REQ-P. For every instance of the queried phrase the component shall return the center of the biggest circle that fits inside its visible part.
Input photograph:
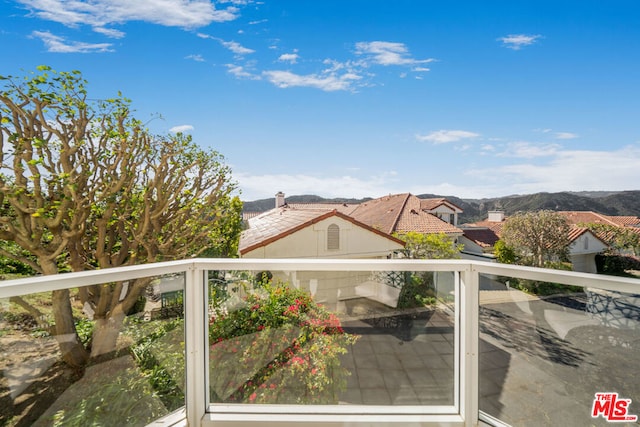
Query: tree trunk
(106, 332)
(73, 352)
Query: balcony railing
(324, 342)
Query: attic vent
(333, 237)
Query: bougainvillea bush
(276, 345)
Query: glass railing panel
(547, 349)
(108, 354)
(343, 337)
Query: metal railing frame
(198, 411)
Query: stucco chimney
(496, 216)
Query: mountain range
(624, 203)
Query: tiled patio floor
(401, 358)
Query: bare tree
(84, 185)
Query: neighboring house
(401, 213)
(336, 230)
(441, 208)
(365, 230)
(288, 232)
(583, 249)
(479, 239)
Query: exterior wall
(332, 288)
(585, 263)
(311, 242)
(582, 253)
(446, 214)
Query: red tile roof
(483, 237)
(401, 213)
(281, 222)
(431, 204)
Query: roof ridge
(395, 222)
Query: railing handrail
(24, 286)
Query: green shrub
(277, 346)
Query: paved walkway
(541, 361)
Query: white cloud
(241, 72)
(528, 150)
(181, 129)
(575, 170)
(325, 82)
(58, 44)
(195, 57)
(388, 53)
(517, 41)
(291, 58)
(233, 46)
(109, 32)
(263, 186)
(236, 48)
(566, 135)
(445, 136)
(99, 13)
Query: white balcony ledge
(475, 367)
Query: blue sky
(357, 98)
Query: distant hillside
(622, 203)
(608, 203)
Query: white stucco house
(480, 237)
(337, 230)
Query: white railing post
(195, 309)
(469, 283)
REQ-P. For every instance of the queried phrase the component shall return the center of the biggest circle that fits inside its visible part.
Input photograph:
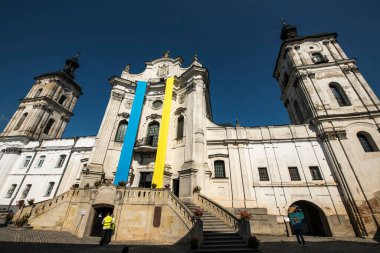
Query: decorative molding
(218, 155)
(326, 42)
(354, 69)
(333, 135)
(163, 70)
(190, 88)
(180, 110)
(64, 117)
(117, 96)
(311, 75)
(181, 98)
(153, 116)
(128, 103)
(346, 69)
(124, 115)
(12, 150)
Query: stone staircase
(218, 236)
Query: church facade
(324, 166)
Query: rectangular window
(61, 160)
(41, 161)
(25, 192)
(220, 171)
(11, 191)
(49, 189)
(263, 173)
(27, 161)
(294, 175)
(315, 173)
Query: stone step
(216, 235)
(226, 250)
(224, 246)
(223, 240)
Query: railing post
(244, 229)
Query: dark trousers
(106, 236)
(299, 236)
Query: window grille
(263, 174)
(294, 175)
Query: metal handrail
(218, 210)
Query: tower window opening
(62, 99)
(318, 58)
(21, 121)
(38, 93)
(26, 191)
(121, 130)
(61, 160)
(11, 191)
(153, 129)
(27, 161)
(294, 174)
(48, 126)
(41, 161)
(339, 94)
(263, 174)
(49, 189)
(180, 125)
(367, 142)
(315, 173)
(219, 168)
(298, 112)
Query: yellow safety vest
(107, 221)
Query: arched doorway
(312, 217)
(100, 212)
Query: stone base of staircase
(218, 236)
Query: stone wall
(140, 213)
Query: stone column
(103, 138)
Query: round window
(157, 104)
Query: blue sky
(237, 41)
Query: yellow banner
(158, 173)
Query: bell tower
(46, 109)
(323, 87)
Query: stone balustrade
(134, 210)
(217, 210)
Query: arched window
(318, 57)
(298, 112)
(121, 130)
(367, 142)
(219, 169)
(153, 129)
(22, 119)
(62, 99)
(49, 189)
(38, 93)
(180, 124)
(339, 94)
(48, 126)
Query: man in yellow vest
(107, 222)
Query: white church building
(326, 164)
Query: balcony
(148, 144)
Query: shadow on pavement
(29, 247)
(321, 247)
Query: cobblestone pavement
(14, 240)
(285, 244)
(19, 240)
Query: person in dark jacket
(297, 228)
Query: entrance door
(145, 179)
(97, 226)
(312, 218)
(176, 187)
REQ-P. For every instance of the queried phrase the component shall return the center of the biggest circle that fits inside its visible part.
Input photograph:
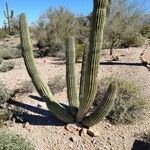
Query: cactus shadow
(38, 116)
(121, 63)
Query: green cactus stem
(96, 40)
(42, 88)
(104, 107)
(70, 75)
(9, 17)
(83, 70)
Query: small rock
(73, 139)
(73, 127)
(83, 132)
(93, 132)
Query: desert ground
(46, 132)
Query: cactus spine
(103, 108)
(96, 39)
(88, 81)
(40, 85)
(9, 18)
(70, 75)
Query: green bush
(4, 116)
(6, 66)
(79, 51)
(146, 137)
(5, 93)
(3, 34)
(54, 27)
(9, 141)
(145, 31)
(1, 60)
(128, 105)
(25, 87)
(10, 53)
(57, 84)
(132, 40)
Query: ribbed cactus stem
(40, 85)
(9, 17)
(96, 40)
(104, 107)
(70, 75)
(83, 70)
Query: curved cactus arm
(70, 75)
(40, 85)
(83, 71)
(104, 107)
(96, 39)
(9, 17)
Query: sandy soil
(48, 133)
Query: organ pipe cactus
(9, 17)
(79, 105)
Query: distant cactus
(79, 105)
(9, 17)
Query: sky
(34, 8)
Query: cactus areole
(78, 104)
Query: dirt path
(46, 132)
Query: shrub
(3, 34)
(25, 87)
(9, 141)
(4, 116)
(1, 60)
(128, 106)
(145, 31)
(10, 53)
(146, 137)
(132, 40)
(55, 26)
(6, 66)
(57, 84)
(5, 93)
(79, 51)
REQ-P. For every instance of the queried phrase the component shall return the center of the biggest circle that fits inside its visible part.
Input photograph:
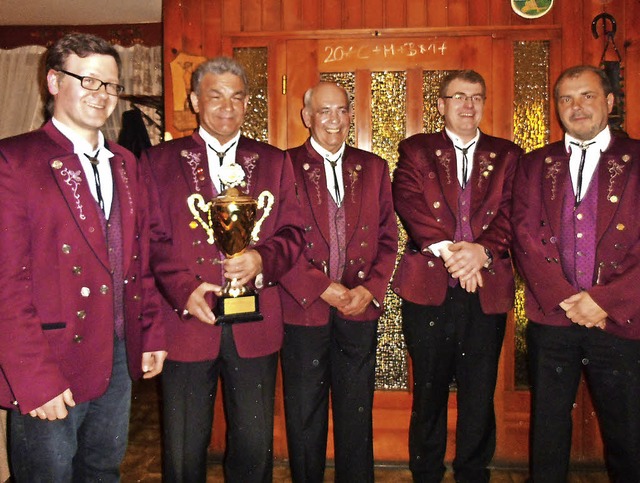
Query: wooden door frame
(392, 409)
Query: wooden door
(393, 81)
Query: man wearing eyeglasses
(78, 306)
(452, 192)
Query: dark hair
(578, 70)
(466, 75)
(218, 66)
(80, 44)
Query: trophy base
(231, 310)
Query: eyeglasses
(460, 98)
(93, 84)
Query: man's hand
(336, 295)
(466, 259)
(198, 306)
(581, 309)
(358, 300)
(56, 408)
(471, 283)
(152, 363)
(243, 268)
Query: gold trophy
(230, 221)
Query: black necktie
(465, 163)
(336, 186)
(222, 154)
(583, 157)
(96, 176)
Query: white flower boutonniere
(231, 175)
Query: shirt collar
(80, 145)
(325, 154)
(601, 141)
(214, 143)
(458, 142)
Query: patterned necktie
(221, 154)
(96, 176)
(465, 164)
(336, 185)
(583, 157)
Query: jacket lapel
(195, 166)
(554, 179)
(122, 175)
(613, 174)
(352, 174)
(71, 179)
(315, 188)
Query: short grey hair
(218, 66)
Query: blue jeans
(88, 445)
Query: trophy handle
(196, 206)
(265, 200)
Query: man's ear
(194, 102)
(53, 82)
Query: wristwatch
(489, 261)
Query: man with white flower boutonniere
(576, 231)
(77, 300)
(452, 192)
(333, 296)
(217, 161)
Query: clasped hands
(465, 261)
(240, 270)
(349, 302)
(581, 309)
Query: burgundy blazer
(425, 194)
(179, 169)
(371, 234)
(56, 299)
(537, 211)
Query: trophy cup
(230, 221)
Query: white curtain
(20, 97)
(22, 75)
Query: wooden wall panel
(458, 13)
(416, 13)
(437, 14)
(292, 15)
(271, 15)
(353, 14)
(373, 14)
(395, 14)
(331, 14)
(311, 14)
(212, 27)
(251, 15)
(232, 15)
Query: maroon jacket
(371, 234)
(425, 194)
(179, 169)
(537, 211)
(56, 304)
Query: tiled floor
(142, 462)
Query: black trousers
(557, 358)
(339, 356)
(455, 340)
(189, 391)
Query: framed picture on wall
(531, 8)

☆ ☆ ☆ ☆ ☆ ☆ ☆

Rewrite all of the entries above with every "Input photograph" changed to "Source image" and everything else kept the same, leaving the pictures out.

REQ-P. For every instance of the queried phrase the component shall return the center of the biggest circle that fits inside its visible part.
Source image:
Query: tree trunk
(106, 332)
(73, 352)
Query: balcony railing
(324, 342)
Query: attic vent
(333, 237)
Query: bougainvillea bush
(276, 345)
Query: glass railing panel
(547, 349)
(108, 354)
(343, 337)
Query: metal railing frame
(198, 411)
Query: stucco chimney
(496, 216)
Query: mountain range
(624, 203)
Query: tiled patio floor
(401, 358)
Query: bare tree
(84, 185)
Query: neighboring house
(401, 213)
(336, 230)
(441, 208)
(365, 230)
(288, 232)
(583, 249)
(479, 239)
Query: exterior wall
(332, 288)
(585, 263)
(311, 242)
(582, 253)
(446, 214)
Query: red tile roof
(483, 237)
(401, 213)
(281, 222)
(431, 204)
Query: roof ridge
(395, 222)
Query: railing handrail
(24, 286)
Query: green shrub
(277, 346)
Query: paved walkway
(541, 361)
Query: white cloud
(241, 72)
(528, 150)
(181, 129)
(575, 170)
(325, 82)
(58, 44)
(195, 57)
(388, 53)
(517, 41)
(291, 58)
(233, 46)
(109, 32)
(263, 186)
(236, 48)
(566, 135)
(445, 136)
(99, 13)
Query: white balcony ledge
(475, 367)
Query: blue sky
(357, 98)
Query: distant hillside
(622, 203)
(608, 203)
Query: white stucco house
(480, 237)
(337, 230)
Query: white railing post
(195, 309)
(469, 283)
REQ-P. For every instance of the queried phrase the component shall return the center of the biggest circle that fits inside its visible part.
Source image:
Query: decorative molding
(218, 155)
(326, 42)
(354, 69)
(333, 135)
(163, 70)
(190, 88)
(180, 110)
(64, 117)
(117, 96)
(311, 75)
(181, 98)
(153, 116)
(128, 103)
(346, 69)
(124, 115)
(12, 150)
Query: stone staircase
(218, 236)
Query: church facade
(324, 166)
Query: rectangular window
(61, 160)
(41, 161)
(25, 192)
(220, 171)
(11, 191)
(49, 189)
(263, 173)
(27, 161)
(294, 175)
(315, 173)
Query: stone step
(216, 235)
(226, 250)
(224, 246)
(223, 240)
Query: railing post
(244, 229)
Query: dark trousers
(106, 236)
(299, 236)
Query: window grille
(263, 174)
(294, 175)
Query: metal handrail
(218, 210)
Query: tower window opening
(62, 99)
(318, 58)
(21, 121)
(38, 93)
(26, 191)
(121, 130)
(61, 160)
(11, 191)
(153, 129)
(27, 161)
(294, 174)
(48, 126)
(41, 161)
(339, 94)
(263, 174)
(49, 189)
(180, 125)
(367, 142)
(315, 173)
(219, 168)
(298, 112)
Query: yellow safety vest
(107, 221)
Query: arched doorway
(312, 217)
(100, 212)
Query: stone base of staircase
(218, 236)
Query: stone wall
(140, 213)
Query: stone column
(103, 138)
Query: round window
(157, 104)
Query: blue sky
(237, 41)
Query: yellow banner
(158, 173)
Query: bell tower
(46, 109)
(323, 87)
Query: stone balustrade
(134, 210)
(217, 210)
Query: arched window
(318, 57)
(298, 112)
(121, 130)
(367, 142)
(219, 169)
(153, 129)
(22, 119)
(62, 99)
(49, 189)
(38, 93)
(180, 124)
(339, 94)
(48, 126)
Query: man in yellow vest
(107, 222)
Query: white church building
(326, 164)
Query: balcony
(148, 144)
Query: shadow on pavement
(29, 247)
(321, 247)
Query: cobblestone pavement
(14, 240)
(285, 244)
(19, 240)
Query: person in dark jacket
(297, 228)
Query: entrance door
(145, 179)
(97, 226)
(312, 218)
(176, 187)
REQ-P. For every instance of the queried phrase the component shall return the center of the biggest circle that fits inside its visible part.
Source image:
Query: cactus shadow
(38, 116)
(121, 63)
Query: green cactus stem
(96, 40)
(42, 88)
(104, 107)
(70, 75)
(9, 17)
(83, 70)
Query: small rock
(73, 139)
(73, 127)
(83, 132)
(93, 132)
Query: desert ground
(46, 132)
Query: cactus spine
(103, 108)
(96, 39)
(88, 81)
(40, 85)
(9, 18)
(70, 75)
Query: green bush
(4, 116)
(6, 66)
(79, 51)
(146, 137)
(5, 93)
(3, 34)
(54, 27)
(9, 141)
(145, 31)
(1, 60)
(128, 105)
(25, 87)
(10, 53)
(57, 84)
(132, 40)
Query: ribbed cactus stem
(40, 85)
(9, 17)
(96, 40)
(104, 107)
(70, 75)
(83, 70)
Query: curved cactus arm
(70, 75)
(40, 85)
(83, 71)
(104, 107)
(96, 39)
(9, 17)
Query: sandy soil
(48, 133)
Query: organ pipe cactus
(9, 17)
(79, 105)
Query: distant cactus
(79, 105)
(9, 17)
Query: sky
(34, 8)
Query: cactus areole
(78, 104)
Query: dirt path
(46, 132)
Query: shrub
(3, 34)
(25, 87)
(9, 141)
(4, 116)
(1, 60)
(128, 106)
(145, 31)
(10, 53)
(146, 137)
(132, 40)
(55, 26)
(6, 66)
(57, 84)
(5, 93)
(79, 51)
REQ-P. For every instance of the queried phrase the component shall return the center of the biggest circle that fits inside its visible part.
Source image:
Query: wooden door frame
(392, 409)
Query: wooden door
(393, 81)
Query: man wearing eyeglasses
(78, 306)
(452, 192)
Query: dark hair
(578, 70)
(466, 75)
(218, 66)
(80, 44)
Query: trophy base
(231, 310)
Query: eyeglasses
(460, 98)
(93, 84)
Query: man's hand
(336, 295)
(466, 259)
(198, 306)
(581, 309)
(358, 300)
(56, 408)
(471, 283)
(152, 363)
(243, 268)
Query: gold trophy
(230, 221)
Query: black necktie
(465, 163)
(336, 186)
(222, 154)
(583, 157)
(96, 176)
Query: white flower boutonniere
(231, 175)
Query: shirt collar
(80, 145)
(325, 154)
(601, 141)
(214, 143)
(458, 142)
Query: patterned necktie
(221, 154)
(96, 176)
(465, 164)
(336, 185)
(583, 157)
Query: jacket lapel
(195, 166)
(554, 179)
(122, 175)
(613, 174)
(352, 174)
(71, 179)
(315, 188)
Query: short grey hair
(218, 66)
Query: blue jeans
(88, 445)
Query: trophy handle
(196, 206)
(265, 200)
Query: man's ear
(194, 102)
(53, 82)
Query: wristwatch
(489, 261)
Query: man with white flower boutonniere
(576, 231)
(77, 300)
(452, 192)
(333, 296)
(217, 161)
Query: clasped hands
(465, 261)
(240, 270)
(349, 302)
(581, 309)
Query: burgundy blazer
(425, 194)
(179, 169)
(371, 234)
(56, 299)
(537, 211)
Query: trophy cup
(230, 221)
Query: white curtain
(20, 97)
(22, 75)
Query: wooden wall panel
(458, 13)
(416, 13)
(437, 14)
(292, 15)
(271, 15)
(353, 14)
(373, 14)
(395, 14)
(331, 14)
(311, 14)
(212, 27)
(251, 15)
(232, 15)
Query: maroon jacket
(371, 234)
(425, 194)
(179, 169)
(537, 211)
(56, 304)
Query: tiled floor
(142, 462)
Query: black trousers
(557, 358)
(339, 356)
(455, 340)
(189, 391)
Query: framed picture on wall
(531, 8)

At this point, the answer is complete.